EXERCISE REQUIREMENTS.
Reproduce every one of the lines below with no changes to any word, number, or punctuation mark.

MATERIAL PROVIDED.
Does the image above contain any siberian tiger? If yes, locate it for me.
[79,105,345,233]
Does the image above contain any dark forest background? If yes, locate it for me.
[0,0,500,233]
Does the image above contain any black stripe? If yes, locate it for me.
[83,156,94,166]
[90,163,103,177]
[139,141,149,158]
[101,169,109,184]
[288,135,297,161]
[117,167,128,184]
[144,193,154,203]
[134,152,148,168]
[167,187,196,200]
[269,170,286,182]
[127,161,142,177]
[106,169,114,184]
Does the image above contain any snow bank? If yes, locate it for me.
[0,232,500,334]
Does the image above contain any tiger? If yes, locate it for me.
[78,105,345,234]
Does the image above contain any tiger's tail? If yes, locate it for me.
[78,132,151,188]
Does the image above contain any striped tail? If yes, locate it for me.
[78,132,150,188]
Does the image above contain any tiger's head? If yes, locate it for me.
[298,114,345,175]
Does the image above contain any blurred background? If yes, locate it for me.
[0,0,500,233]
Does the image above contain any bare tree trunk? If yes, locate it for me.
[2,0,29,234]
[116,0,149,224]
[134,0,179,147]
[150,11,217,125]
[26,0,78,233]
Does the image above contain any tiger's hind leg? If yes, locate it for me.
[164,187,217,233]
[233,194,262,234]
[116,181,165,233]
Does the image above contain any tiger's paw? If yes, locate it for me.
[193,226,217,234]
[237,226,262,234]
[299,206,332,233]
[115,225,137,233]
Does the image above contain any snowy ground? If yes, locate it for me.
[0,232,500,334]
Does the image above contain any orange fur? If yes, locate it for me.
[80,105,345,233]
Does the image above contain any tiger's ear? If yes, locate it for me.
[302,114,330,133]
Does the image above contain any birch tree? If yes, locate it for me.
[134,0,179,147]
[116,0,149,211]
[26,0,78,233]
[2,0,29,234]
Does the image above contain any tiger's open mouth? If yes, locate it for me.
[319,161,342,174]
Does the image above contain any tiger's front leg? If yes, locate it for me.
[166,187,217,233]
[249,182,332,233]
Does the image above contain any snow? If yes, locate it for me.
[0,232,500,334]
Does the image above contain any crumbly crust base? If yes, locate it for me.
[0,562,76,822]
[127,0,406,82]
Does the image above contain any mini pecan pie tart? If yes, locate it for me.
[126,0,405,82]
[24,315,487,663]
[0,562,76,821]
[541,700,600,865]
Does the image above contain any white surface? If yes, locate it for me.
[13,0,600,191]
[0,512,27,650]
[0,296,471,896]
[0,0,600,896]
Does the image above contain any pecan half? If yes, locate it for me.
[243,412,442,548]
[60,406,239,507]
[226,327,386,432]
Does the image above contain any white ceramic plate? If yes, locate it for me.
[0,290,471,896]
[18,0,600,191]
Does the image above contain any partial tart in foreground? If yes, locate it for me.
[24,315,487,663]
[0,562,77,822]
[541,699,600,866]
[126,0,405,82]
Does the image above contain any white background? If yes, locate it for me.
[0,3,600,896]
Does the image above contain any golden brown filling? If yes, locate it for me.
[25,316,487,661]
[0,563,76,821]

OUTPUT FOR THIS EXERCISE.
Does the image above contain any siberian tiger? If yes, locate it for me.
[79,105,345,233]
Does the image above contain any dark forest background? If yes, locate it for me.
[0,0,500,233]
Does the image above contain any black stripe? If yes, locate it for me.
[83,156,94,166]
[90,163,103,177]
[139,141,149,158]
[101,169,109,184]
[288,135,297,161]
[117,167,128,184]
[144,193,154,203]
[134,152,148,168]
[167,187,196,200]
[269,170,286,182]
[127,161,142,177]
[106,169,114,184]
Does the image above contain any snow bank? If yes, locate it for me.
[0,232,500,334]
Does the image above contain any tiger? If yes, locate it for me.
[78,105,345,234]
Does the image above contain any tiger's tail? If yes, locate it for me.
[78,132,151,188]
Does the image above contain any striped tail? If yes, locate it for me.
[78,132,150,188]
Does the image above contain any tiger's head? If yes, locate it for me.
[298,114,345,175]
Does the image above contain any blurred background? If yes, locate it for me.
[0,0,500,233]
Does the image above contain any bare tree trunk? If yes, locate it for me.
[2,0,29,234]
[116,0,149,224]
[134,0,179,147]
[150,11,217,125]
[26,0,78,233]
Does the image above contain any tiger's hind leg? If yes, locate it for me.
[164,187,217,233]
[233,194,262,234]
[116,181,165,233]
Does the image above contain any tiger's paw? If yes, locate it for me.
[193,226,217,234]
[237,226,262,234]
[299,206,332,233]
[115,225,137,233]
Does the image above contain any snowy ground? If yes, locate it for me.
[0,232,500,334]
Does the image above contain any orange fur? If yes, locate it for me.
[80,105,345,233]
Does the image above contain any tiger's ear? If yes, locate it for me.
[302,114,330,133]
Does the image above contain any birch tree? If yes, locate it for me.
[134,0,179,147]
[116,0,149,211]
[26,0,78,233]
[2,0,29,234]
Does the image above contain any tiger's open mouth? If yes, locate it for me.
[319,161,342,174]
Does the image above contain any tiger's front leg? If yes, locate it for me.
[166,187,217,233]
[249,182,332,233]
Does the image above contain any snow? If yes, locate it for me.
[0,232,500,334]
Does the image above contain any crumbly crust base? If yes, locate it for me.
[0,562,76,822]
[127,0,406,82]
Does the image above contain any mini pecan pie tart? If yes, locate it for me.
[126,0,405,82]
[24,315,487,663]
[0,562,76,821]
[541,700,600,865]
Does the image above contain any white surface? If yes, locate it for me.
[13,0,600,191]
[0,512,27,650]
[0,296,471,896]
[0,0,600,896]
Does the image above contain any pecan half? If yes, locate it for me.
[243,412,442,548]
[60,406,239,507]
[226,327,386,432]
Does the image above contain any white ceramic plate? If yes, locate it for me.
[0,290,471,896]
[18,0,600,191]
Does the image above contain any partial tart in foreground? If yes, locate it for me.
[24,315,487,663]
[0,562,77,822]
[541,699,600,866]
[126,0,405,82]
Does the image above contain any white background? If yes, locate it for me.
[0,3,600,896]
Does the image above contain any golden brown filling? If yes, locate it for me.
[25,316,487,661]
[0,563,76,821]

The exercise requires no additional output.